━━ Supplied information ━━

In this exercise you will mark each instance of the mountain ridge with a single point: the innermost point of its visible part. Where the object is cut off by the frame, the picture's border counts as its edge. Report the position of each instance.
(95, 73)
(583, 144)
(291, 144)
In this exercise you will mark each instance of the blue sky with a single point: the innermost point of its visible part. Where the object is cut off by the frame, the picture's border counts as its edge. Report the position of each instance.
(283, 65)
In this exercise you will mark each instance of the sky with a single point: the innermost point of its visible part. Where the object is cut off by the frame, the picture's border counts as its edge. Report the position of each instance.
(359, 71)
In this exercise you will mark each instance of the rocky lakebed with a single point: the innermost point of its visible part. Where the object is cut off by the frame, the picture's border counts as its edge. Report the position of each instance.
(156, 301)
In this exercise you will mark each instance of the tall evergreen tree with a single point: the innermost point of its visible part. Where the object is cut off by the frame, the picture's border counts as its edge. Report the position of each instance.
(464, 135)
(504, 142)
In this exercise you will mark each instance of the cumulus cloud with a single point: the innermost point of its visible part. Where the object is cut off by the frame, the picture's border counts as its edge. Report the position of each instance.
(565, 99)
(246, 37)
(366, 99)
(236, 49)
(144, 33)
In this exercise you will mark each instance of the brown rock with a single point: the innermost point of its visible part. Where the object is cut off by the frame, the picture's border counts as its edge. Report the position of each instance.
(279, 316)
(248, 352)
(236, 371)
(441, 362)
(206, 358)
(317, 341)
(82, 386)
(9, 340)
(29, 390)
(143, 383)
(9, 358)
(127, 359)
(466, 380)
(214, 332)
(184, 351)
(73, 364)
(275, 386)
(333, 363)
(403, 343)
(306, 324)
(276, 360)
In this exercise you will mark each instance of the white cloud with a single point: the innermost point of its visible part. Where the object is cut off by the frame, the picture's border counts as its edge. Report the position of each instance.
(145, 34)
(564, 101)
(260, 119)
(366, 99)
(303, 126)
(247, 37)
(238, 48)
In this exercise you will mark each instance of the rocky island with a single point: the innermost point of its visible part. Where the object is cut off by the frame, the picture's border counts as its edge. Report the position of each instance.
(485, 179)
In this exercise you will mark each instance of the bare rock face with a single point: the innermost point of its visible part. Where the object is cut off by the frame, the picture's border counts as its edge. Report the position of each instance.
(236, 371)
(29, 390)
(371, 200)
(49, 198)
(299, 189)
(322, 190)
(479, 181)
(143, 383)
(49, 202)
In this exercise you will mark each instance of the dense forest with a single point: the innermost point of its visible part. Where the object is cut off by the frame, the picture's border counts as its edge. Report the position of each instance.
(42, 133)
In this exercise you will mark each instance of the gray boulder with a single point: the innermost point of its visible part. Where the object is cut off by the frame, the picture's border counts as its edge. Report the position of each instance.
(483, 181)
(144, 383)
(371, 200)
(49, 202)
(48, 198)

━━━

Exercise brief. Reproduce all of the entries above with every occurrence of "innermost" changed to "most central" and no other alterations.

Complete response.
In this exercise you will mark each instance of the mountain ridge with a single point: the most central point of its visible part. Where the object is cut off by the frame, the picture's border counts as its edge. Report the position of each instance.
(95, 73)
(583, 144)
(291, 144)
In this exercise you will mark each instance of the blue sky with a single point: the most central point of its visible part. Where the object is cut off by the frame, the picture's border counts as its edge. Report the position of each instance.
(283, 65)
In this exercise you will mark each instance of the sky with a single point: the most central point of its visible part. Where the object is cut off by the frame, the picture's border counts as its edge. Report the position of each instance.
(359, 71)
In this exercise you will mark each instance of the rocky lakebed with a single point: the most central point of its visible part. Where the object is cut off by the frame, the picture's border counts as its edge. Report the position of each instance.
(156, 301)
In this exercise you will mark each instance of the tall evergreen tree with a single point: the most central point of its visible part. Where the object is cut off by the frame, the picture's border counts as its edge. Report the position of each instance.
(464, 135)
(504, 142)
In this exercise you will mark each instance of the cumulus cloud with a single point: the most central point of its visible part. Where the object is cut off by the frame, the picture's border counts as its edge. Report the position of each instance.
(565, 99)
(246, 37)
(366, 99)
(236, 49)
(144, 33)
In this exercise you will mark each instance of the brown rock with a single point: the most central point of its visible part. Where the object is cut off by the frame, the picture's border counts as its edge. Report the position of each instance.
(279, 316)
(248, 352)
(236, 371)
(441, 362)
(206, 358)
(317, 341)
(82, 386)
(9, 340)
(29, 390)
(143, 383)
(9, 358)
(127, 359)
(466, 380)
(214, 332)
(184, 351)
(73, 364)
(275, 386)
(333, 363)
(403, 343)
(306, 324)
(276, 360)
In this exercise you will mark each instance of the white cloud with a single point: the most central point of its visible part. Where the object is cut off by the frame, the picture's border counts as its edge. Report the position of each instance.
(145, 34)
(564, 101)
(260, 119)
(366, 99)
(303, 126)
(247, 37)
(238, 48)
In this exercise you will mark each instance of the rocky island with a single point: the most central point of its visible part. Where the object is cut off by the frame, the picture's border counts as its edge. Report the position of each instance.
(485, 179)
In this exercise you will mark each instance of the bare rock face with a single point: the most central point of its visible part. Where the object is cut off by the frame, the picture's border counts as its edge. Report the position of each instance.
(236, 371)
(29, 390)
(371, 200)
(49, 198)
(299, 189)
(322, 190)
(479, 181)
(143, 383)
(49, 202)
In this exercise you will mark each instance of the dense forest with a single point: the most central point of its visible part. Where the object is cut off by the frame, the picture's border counts as its edge. Report the position of each instance.
(42, 133)
In this exercise you will mark each instance of the gray boulder with a single point: the most central point of its visible part. Where the object is cut off by the frame, the picture's border counts as its edge. Report the position of each instance.
(483, 181)
(144, 383)
(371, 200)
(49, 202)
(48, 198)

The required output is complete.